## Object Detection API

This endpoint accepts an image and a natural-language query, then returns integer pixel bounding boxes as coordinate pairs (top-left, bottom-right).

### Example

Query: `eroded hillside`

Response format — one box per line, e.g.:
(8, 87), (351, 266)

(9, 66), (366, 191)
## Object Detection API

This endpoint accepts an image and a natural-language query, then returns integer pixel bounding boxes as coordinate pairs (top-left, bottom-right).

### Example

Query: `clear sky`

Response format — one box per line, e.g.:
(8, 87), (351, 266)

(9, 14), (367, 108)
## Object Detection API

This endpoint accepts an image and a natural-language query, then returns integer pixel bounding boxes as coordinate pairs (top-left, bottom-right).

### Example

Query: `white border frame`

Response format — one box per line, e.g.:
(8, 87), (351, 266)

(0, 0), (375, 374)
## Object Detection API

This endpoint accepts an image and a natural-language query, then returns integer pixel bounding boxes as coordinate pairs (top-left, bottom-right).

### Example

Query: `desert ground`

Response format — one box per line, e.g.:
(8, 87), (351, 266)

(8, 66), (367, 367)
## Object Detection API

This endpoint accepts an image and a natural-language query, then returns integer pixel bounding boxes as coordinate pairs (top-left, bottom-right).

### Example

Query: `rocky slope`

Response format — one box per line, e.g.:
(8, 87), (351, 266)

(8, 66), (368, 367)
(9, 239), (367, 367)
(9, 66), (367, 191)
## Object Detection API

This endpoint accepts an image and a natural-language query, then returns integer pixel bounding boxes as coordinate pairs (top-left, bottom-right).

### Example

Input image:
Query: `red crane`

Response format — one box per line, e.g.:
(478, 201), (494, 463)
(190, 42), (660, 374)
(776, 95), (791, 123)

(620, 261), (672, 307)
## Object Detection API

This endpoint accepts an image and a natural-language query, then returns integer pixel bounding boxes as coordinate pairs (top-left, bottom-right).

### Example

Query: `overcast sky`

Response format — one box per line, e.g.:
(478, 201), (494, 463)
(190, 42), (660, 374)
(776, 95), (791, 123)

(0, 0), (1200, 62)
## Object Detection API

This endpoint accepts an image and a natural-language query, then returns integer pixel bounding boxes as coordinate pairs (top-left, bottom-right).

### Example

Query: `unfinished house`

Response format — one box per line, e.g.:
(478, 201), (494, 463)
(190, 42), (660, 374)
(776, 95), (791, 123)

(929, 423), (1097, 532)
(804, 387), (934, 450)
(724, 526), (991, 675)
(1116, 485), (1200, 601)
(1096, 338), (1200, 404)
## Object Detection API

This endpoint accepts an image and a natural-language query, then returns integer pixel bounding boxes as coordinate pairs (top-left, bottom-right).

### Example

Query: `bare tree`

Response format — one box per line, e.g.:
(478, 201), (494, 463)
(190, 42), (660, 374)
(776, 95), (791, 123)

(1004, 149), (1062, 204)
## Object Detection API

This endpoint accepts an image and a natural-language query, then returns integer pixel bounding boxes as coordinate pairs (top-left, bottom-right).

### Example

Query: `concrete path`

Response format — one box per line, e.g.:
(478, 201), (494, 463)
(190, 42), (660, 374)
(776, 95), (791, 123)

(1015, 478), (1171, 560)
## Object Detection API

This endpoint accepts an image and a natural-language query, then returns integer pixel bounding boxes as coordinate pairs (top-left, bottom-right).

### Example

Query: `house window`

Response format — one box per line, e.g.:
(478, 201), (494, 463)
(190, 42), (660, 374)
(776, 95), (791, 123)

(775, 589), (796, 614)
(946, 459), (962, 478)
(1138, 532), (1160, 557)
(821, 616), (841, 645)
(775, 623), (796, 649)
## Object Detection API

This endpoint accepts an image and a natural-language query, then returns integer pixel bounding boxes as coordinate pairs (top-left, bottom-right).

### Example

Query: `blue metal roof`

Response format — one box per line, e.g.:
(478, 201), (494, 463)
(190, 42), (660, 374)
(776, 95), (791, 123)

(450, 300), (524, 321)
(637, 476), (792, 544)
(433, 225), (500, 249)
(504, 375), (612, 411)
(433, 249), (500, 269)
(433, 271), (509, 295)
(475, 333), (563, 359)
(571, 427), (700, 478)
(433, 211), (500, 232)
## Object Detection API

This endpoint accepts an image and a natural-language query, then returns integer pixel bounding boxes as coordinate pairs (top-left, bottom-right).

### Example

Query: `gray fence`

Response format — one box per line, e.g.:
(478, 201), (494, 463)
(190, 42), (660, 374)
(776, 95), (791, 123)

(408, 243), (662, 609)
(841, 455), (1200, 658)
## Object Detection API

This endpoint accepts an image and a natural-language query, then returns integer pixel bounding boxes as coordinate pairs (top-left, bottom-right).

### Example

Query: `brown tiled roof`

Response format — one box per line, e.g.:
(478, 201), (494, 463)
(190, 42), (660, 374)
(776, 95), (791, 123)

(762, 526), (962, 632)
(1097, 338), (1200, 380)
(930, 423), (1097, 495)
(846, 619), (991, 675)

Stated task:
Copy all of the data above line for line, with no change to any character.

Task result:
## Object Detection API

This endpoint accepts an image and a natural-language query, then returns integer pixel bounding boxes as coordinate pairs (top-left, bottom-right).

### Example

Query: `eroded hillside`

Response format — one box per line, e.g.:
(8, 87), (351, 266)

(9, 66), (366, 191)
## Object Detection API

This endpoint accepts an image and a natural-language query, then returns integer pixel bounding boxes as coordinate pairs (top-left, bottom-right).

### Example

Query: `clear sky`

Response format — one box per line, e.g.:
(8, 87), (351, 266)

(9, 14), (367, 108)
## Object Detection API

This endpoint accepts an image and a natural-language query, then returns integer pixel bounding boxes as coordinate pairs (top-left, bottom-right).

### Example

Query: `white border frame`

Response format — one box per line, e.g.:
(8, 87), (351, 266)

(0, 0), (375, 374)
## Object Detection API

This endpoint accepts an image and a natural-language query, then returns integer pixel bounding boxes as coordinate pairs (top-left, bottom-right).

### Example

Query: `desert ground`

Response format — one box per line, e.g.:
(8, 87), (351, 266)

(8, 66), (367, 367)
## Object Detection API

This endpoint accepts an image and a natural-language query, then returns integer pixel bounding boxes as coordinate pairs (top-left, bottom-right).

### Example

Query: `rocky slope`

Response format — one box per line, e.g.:
(8, 87), (351, 266)

(8, 66), (368, 367)
(9, 239), (367, 367)
(9, 66), (367, 191)
## Object Detection API

This endpoint accepts an image and a natural-language query, then returns integer pixel bounding boxes as coordinate pairs (top-left, bottom-right).

### Example

Input image:
Query: `red crane`

Response format — one box per line, e.g.:
(478, 201), (494, 463)
(190, 42), (660, 374)
(776, 95), (791, 123)

(620, 261), (672, 307)
## Object Detection API

This endpoint accepts an image and a natural-language query, then returns integer pixel bounding boxes as coordinate pairs (top-left, bottom-right).

### Example

Query: `overcast sky`

Response format — one box per line, e.g.:
(478, 201), (494, 463)
(190, 42), (660, 374)
(776, 95), (791, 123)

(0, 0), (1200, 62)
## Object Detection API

This endpoint accepts an image and a natural-language query, then returns integer pixel bounding boxes as coordinate pairs (top-left, bottom-right).

### Example

Query: `unfinished house`

Response format — one box per line, e.g.:
(478, 201), (494, 463)
(190, 42), (660, 374)
(776, 95), (791, 123)

(929, 423), (1097, 532)
(804, 387), (934, 450)
(724, 526), (991, 675)
(1116, 485), (1200, 601)
(1096, 338), (1200, 404)
## Object Detection API

This endpoint accepts an image and a natural-language query, then returns integer pixel bounding boxes as coordinate pairs (top-left, bottom-right).

### Example

Query: `bare tree`

Response format — one box per line, e.g.:
(478, 201), (494, 463)
(190, 42), (660, 374)
(776, 95), (791, 123)

(1004, 149), (1062, 204)
## Object Detection API

This endpoint accepts an image and a natural-language query, then returns integer pixel bounding boxes as coordinate pairs (top-left, bottom-right).

### Example

Query: `concrete path`

Response format — one box per line, e.g.:
(478, 201), (494, 463)
(190, 42), (660, 374)
(776, 95), (791, 123)

(1015, 478), (1171, 560)
## Object Detection API

This endpoint accepts an image and a natural-language query, then returns integer pixel bounding boxes as coordinate pairs (top-left, bottom-right).

### Example

Query: `house window`

Response format — one box per line, e.g.:
(478, 201), (494, 463)
(190, 42), (660, 374)
(776, 95), (791, 123)

(775, 589), (796, 614)
(946, 459), (962, 478)
(1138, 532), (1160, 557)
(821, 616), (841, 645)
(775, 623), (796, 649)
## Object Detection API

This endpoint accepts an image and a natural-language query, then returns integer pixel bounding boxes as coordinate pairs (top-left, bottom-right).

### Example

Query: `blue metal roof`

Response format — one box per line, e.g.:
(478, 201), (494, 463)
(190, 42), (660, 374)
(776, 95), (791, 123)

(450, 300), (524, 321)
(637, 476), (792, 544)
(433, 225), (500, 249)
(504, 375), (612, 411)
(433, 249), (500, 269)
(433, 271), (509, 295)
(475, 333), (563, 359)
(571, 427), (700, 478)
(433, 211), (500, 232)
## Object Detection API

This endpoint accepts an image and a natural-language query, then returns integer pixel bounding boxes as coordinate pairs (top-left, bottom-right).

### Example

Query: `gray fence`

Response format — one box per line, e.g.:
(478, 201), (494, 463)
(190, 42), (660, 374)
(776, 95), (791, 123)

(408, 243), (662, 609)
(841, 455), (1200, 658)
## Object Detection API

This endpoint accepts an image and a natural-language query, then returns integer pixel bounding boxes as coordinate pairs (top-left, bottom-right).

### Example

Query: `brown tiled roof`

Response format — one box per line, e.g.:
(478, 201), (494, 463)
(190, 42), (660, 374)
(776, 95), (791, 123)

(762, 526), (962, 632)
(1097, 338), (1200, 380)
(930, 423), (1097, 495)
(846, 619), (991, 675)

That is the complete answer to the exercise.